**PASSAGE FOR REVIEW**
┌──
Figuring out a way to pay for long-term care in a nursing home for yourself or your parents is mind-boggling complex.
Generally, there are multiple ways to pay for nursing home:
- Private Pay.
- Long-term Care Insurance. This specialty insurance is often too costly for many. (See here and here)
- Medicaid. We have written before about the consequences to relying upon Medicaid to pay for the nursing home. (See here,here) We have previously written about the traps even trying to qualify for Medicaid to pay for long-term care. (See here,here)
- Medicare. Many people mistakenly believe their Medicare will provide payment for the nursing home. Medicare only pays for healthcare. Medicare views long-term care in a nursing home, not as healthcare, but as room-and-board. Accordingly, Medicare pays 100% for only days 1-20 of a nursing home stay, if the person was the hospital for a period before the nursing home admission; this is commonly referred to as “swing beds.” For days 21 to 100, Medicare covers all costs except for the required Medicare copayment.
I would like to highlight another partial payment option: Tricare for Life. This is a Veteran’s Benefit available to certain veterans of the United States’ Armed Forces. While Medicare generally becomes an unavailable option after day 20, TRICARE for Life covers the Medicare copayment. Practically, a person with Medicare and Tricare have 100 days of benefits.
As further discussed in this article:
Under Tricare for Life, Medicare is the primary payer and Tricare acts as a backup secondary payer. Assuming your father is enrolled in Medicare Part B and properly registered in the Defense Eligibility Enrollment Reporting System, the Tricare portion of his Tricare for Life benefit may well kick in and cover him after he exhausts his Medicare benefits for skilled nursing home care.
However, while Tricare does cover skilled nursing facility care, certain conditions apply. Tricare covers skilled nursing facility care when the beneficiary:
■ Is treated in a hospital for at least three consecutive days, not including the day of discharge, and;
■ Enters the skilled nursing facility within 30 days of hospital discharge.
Covered skilled nursing services include a semi-private room; regular nursing services; meals (including special diets); physical, occupational and speech therapy; medications provided by the facility; and necessary medical supplies and appliances. There’s no time limit as long as the care is medically necessary. Beneficiaries are responsible for applicable deductibles and cost shares.
└──
**TASK DIRECTIONS**
Can you print, word for word, the part of the nursing home payment text that opens with the words containing "However, while Tricare" and closes with "and cost shares."?

**PROVIDED MATERIAL**
┌──
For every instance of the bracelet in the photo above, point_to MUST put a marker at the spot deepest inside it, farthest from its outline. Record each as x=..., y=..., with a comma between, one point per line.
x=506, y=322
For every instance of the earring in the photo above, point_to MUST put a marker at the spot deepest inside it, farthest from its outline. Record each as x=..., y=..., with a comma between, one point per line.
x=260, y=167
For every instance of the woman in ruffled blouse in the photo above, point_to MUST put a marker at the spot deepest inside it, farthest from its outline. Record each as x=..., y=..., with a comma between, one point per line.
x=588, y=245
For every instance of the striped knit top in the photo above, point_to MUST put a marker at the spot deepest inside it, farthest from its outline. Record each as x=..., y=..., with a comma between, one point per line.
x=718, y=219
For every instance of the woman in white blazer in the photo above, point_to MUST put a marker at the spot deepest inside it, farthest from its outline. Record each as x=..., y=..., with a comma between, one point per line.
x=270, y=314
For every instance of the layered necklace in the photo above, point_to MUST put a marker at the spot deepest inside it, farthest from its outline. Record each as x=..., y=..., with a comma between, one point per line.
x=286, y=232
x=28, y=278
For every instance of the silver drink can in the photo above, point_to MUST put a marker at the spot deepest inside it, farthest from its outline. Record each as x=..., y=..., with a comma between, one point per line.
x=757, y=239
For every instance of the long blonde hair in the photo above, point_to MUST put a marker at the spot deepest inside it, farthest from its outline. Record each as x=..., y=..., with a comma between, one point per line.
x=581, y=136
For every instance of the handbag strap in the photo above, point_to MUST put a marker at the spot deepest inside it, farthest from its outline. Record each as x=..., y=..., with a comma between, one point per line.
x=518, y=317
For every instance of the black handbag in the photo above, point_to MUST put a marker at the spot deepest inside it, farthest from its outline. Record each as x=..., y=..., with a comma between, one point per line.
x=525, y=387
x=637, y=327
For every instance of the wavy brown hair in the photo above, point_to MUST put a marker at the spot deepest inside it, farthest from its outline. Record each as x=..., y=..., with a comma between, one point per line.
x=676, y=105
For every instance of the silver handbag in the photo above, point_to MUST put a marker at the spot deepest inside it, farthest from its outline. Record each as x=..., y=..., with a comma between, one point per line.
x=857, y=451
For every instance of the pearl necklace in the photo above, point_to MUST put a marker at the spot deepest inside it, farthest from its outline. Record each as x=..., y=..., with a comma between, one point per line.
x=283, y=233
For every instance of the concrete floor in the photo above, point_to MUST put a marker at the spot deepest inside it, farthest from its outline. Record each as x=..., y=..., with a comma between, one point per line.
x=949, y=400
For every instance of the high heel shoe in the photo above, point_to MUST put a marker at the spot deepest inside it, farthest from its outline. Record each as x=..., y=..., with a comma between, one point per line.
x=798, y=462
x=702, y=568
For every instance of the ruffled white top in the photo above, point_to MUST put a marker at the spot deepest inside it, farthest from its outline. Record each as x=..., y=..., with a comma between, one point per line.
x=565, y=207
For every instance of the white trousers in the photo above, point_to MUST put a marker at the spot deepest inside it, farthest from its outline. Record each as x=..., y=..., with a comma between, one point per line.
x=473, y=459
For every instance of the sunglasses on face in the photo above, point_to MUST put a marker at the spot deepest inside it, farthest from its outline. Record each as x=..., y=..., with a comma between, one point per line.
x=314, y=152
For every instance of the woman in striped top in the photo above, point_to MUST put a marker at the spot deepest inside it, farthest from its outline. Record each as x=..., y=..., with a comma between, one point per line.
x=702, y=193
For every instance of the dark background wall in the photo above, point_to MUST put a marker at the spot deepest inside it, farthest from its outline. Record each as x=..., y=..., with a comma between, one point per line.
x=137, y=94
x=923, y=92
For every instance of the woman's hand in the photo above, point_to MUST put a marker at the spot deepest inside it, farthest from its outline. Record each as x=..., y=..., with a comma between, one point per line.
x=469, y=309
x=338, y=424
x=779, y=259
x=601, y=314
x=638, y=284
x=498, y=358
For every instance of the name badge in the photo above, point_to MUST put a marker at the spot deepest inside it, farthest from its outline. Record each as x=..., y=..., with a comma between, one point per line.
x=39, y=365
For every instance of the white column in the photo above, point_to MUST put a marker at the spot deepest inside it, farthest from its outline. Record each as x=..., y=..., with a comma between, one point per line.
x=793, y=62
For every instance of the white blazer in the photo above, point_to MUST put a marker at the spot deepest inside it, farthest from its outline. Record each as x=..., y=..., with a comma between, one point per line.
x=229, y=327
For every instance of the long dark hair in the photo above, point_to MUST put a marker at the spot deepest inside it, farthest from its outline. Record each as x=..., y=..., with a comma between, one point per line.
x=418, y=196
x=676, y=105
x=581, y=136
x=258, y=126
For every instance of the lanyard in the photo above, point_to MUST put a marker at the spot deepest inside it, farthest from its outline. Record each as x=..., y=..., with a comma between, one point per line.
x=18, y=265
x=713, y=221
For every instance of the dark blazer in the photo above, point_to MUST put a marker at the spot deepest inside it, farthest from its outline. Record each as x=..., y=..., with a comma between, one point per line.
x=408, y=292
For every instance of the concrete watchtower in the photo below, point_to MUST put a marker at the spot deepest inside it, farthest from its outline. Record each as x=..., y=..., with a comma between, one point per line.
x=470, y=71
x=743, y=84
└──
┌──
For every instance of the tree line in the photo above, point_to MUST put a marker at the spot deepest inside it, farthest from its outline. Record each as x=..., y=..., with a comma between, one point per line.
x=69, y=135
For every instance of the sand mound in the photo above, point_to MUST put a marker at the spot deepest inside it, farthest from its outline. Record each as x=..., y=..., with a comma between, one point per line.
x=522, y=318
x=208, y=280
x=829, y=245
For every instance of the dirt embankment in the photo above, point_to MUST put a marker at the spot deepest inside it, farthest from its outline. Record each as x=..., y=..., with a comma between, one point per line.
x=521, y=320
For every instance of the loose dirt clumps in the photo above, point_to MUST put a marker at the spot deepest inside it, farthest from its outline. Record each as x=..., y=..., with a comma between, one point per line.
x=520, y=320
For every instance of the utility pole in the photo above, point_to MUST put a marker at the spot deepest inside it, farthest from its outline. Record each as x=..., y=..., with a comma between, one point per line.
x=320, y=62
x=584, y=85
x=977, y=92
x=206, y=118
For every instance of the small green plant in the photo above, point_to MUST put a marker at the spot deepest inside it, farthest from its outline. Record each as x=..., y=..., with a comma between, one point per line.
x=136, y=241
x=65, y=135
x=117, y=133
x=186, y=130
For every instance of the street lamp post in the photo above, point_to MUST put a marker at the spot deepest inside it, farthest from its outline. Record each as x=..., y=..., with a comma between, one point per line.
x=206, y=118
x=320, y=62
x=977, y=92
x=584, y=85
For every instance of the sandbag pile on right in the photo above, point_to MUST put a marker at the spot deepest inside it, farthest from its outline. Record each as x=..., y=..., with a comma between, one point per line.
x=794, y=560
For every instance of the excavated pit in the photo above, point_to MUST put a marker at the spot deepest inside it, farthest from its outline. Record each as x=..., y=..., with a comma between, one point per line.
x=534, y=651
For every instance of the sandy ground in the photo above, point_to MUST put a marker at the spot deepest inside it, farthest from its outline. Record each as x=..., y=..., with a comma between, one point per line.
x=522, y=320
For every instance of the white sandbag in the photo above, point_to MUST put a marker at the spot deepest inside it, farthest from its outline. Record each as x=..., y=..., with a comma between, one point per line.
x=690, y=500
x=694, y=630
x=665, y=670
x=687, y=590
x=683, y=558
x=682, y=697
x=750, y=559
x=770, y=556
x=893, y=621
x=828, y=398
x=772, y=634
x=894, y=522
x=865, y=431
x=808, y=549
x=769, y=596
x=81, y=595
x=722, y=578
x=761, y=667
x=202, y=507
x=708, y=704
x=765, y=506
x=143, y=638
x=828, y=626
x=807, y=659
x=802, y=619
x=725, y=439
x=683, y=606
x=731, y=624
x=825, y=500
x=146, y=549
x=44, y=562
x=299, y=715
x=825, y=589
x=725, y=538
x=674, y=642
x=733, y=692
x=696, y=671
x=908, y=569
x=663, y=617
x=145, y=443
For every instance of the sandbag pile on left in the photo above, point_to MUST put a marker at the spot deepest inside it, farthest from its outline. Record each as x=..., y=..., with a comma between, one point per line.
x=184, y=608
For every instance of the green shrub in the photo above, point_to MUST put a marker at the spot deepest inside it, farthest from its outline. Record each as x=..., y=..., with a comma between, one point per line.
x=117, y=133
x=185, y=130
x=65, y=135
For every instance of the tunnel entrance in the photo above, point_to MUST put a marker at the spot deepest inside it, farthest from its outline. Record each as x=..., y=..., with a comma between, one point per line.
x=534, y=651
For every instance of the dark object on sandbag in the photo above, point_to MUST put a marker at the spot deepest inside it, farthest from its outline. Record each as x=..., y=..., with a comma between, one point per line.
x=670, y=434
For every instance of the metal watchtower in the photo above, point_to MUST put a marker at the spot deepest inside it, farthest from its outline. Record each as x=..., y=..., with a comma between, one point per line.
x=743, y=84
└──
┌──
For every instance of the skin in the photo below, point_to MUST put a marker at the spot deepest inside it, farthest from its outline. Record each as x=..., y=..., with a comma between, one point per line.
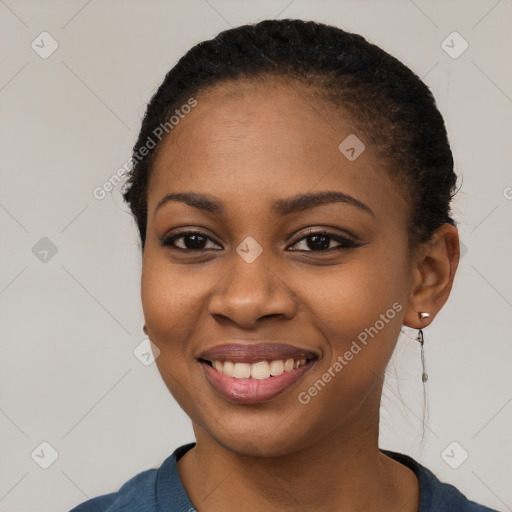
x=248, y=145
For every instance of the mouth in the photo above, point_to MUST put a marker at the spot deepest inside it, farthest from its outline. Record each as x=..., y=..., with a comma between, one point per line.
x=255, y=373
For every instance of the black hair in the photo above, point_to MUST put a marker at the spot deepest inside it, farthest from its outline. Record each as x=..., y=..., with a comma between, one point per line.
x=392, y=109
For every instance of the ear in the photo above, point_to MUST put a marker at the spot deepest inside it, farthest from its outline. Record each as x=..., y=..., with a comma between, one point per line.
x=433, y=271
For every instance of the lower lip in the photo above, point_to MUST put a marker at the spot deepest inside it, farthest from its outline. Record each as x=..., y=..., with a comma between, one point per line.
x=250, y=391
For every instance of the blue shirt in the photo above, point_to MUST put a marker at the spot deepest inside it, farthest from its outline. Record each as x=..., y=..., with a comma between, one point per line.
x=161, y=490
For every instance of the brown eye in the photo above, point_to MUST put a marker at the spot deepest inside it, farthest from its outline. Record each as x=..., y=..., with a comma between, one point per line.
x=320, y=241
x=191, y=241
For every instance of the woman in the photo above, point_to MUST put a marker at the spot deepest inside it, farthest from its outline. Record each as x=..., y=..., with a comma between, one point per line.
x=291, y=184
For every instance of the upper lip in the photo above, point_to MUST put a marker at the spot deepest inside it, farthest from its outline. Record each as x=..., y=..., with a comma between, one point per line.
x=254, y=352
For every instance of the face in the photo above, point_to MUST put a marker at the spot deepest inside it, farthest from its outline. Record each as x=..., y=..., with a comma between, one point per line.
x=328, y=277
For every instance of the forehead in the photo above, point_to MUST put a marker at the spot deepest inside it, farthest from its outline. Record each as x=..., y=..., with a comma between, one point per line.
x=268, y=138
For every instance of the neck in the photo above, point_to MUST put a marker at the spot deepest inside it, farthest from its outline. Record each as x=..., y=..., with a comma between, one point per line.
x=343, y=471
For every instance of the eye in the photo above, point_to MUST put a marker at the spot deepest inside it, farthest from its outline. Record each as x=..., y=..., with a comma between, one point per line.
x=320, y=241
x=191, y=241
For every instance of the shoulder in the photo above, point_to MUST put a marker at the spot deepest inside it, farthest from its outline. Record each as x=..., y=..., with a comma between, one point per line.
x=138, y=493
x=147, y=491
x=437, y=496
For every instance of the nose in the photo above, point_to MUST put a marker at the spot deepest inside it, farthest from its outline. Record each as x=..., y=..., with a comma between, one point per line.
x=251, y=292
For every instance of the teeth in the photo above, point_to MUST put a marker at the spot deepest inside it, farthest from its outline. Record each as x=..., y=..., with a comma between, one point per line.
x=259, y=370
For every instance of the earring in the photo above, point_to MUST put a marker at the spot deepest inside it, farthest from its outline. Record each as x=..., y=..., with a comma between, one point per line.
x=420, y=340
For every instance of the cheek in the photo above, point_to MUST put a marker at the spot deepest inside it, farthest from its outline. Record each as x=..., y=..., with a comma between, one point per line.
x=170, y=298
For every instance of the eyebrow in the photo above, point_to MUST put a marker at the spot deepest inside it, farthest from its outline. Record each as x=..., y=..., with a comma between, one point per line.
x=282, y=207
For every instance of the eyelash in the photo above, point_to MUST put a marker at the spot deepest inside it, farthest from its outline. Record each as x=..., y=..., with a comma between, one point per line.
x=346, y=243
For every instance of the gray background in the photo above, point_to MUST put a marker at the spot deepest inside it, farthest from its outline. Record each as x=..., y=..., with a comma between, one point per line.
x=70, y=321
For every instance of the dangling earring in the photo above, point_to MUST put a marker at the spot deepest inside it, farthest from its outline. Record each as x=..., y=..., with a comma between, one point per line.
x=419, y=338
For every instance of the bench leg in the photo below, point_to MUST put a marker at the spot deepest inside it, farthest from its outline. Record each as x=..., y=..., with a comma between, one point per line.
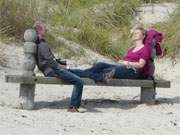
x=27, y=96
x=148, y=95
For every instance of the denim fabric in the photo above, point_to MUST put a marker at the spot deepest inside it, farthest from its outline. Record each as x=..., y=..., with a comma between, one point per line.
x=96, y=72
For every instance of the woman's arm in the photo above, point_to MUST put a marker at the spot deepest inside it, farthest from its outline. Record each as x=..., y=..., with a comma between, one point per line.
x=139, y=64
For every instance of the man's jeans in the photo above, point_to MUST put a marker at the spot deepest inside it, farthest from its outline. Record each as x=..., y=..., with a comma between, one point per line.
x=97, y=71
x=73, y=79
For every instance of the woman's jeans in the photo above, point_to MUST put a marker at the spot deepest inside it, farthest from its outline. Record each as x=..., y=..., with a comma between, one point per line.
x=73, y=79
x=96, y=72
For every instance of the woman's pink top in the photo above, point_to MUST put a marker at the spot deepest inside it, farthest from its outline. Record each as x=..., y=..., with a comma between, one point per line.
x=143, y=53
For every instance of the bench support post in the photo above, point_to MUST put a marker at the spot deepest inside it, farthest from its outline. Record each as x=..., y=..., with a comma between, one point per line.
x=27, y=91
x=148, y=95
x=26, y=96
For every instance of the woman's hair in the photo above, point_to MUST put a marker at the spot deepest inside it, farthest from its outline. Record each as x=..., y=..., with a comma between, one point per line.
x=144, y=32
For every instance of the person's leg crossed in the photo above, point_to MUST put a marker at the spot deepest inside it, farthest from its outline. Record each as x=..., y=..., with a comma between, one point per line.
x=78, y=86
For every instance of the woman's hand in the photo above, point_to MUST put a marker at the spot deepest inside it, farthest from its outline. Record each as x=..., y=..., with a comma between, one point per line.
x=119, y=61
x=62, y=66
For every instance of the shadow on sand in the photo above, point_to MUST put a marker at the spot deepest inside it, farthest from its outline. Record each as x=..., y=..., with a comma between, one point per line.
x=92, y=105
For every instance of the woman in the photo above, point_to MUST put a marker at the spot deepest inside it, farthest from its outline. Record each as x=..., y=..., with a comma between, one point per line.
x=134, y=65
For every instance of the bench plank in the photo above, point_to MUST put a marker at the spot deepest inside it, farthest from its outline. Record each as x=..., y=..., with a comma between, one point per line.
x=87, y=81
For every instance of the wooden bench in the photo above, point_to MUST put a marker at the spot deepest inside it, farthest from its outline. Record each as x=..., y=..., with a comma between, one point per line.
└──
**WRITTEN REPLY**
However, while Tricare does cover skilled nursing facility care, certain conditions apply. Tricare covers skilled nursing facility care when the beneficiary:
■ Is treated in a hospital for at least three consecutive days, not including the day of discharge, and;
■ Enters the skilled nursing facility within 30 days of hospital discharge.
Covered skilled nursing services include a semi-private room; regular nursing services; meals (including special diets); physical, occupational and speech therapy; medications provided by the facility; and necessary medical supplies and appliances. There’s no time limit as long as the care is medically necessary. Beneficiaries are responsible for applicable deductibles and cost shares.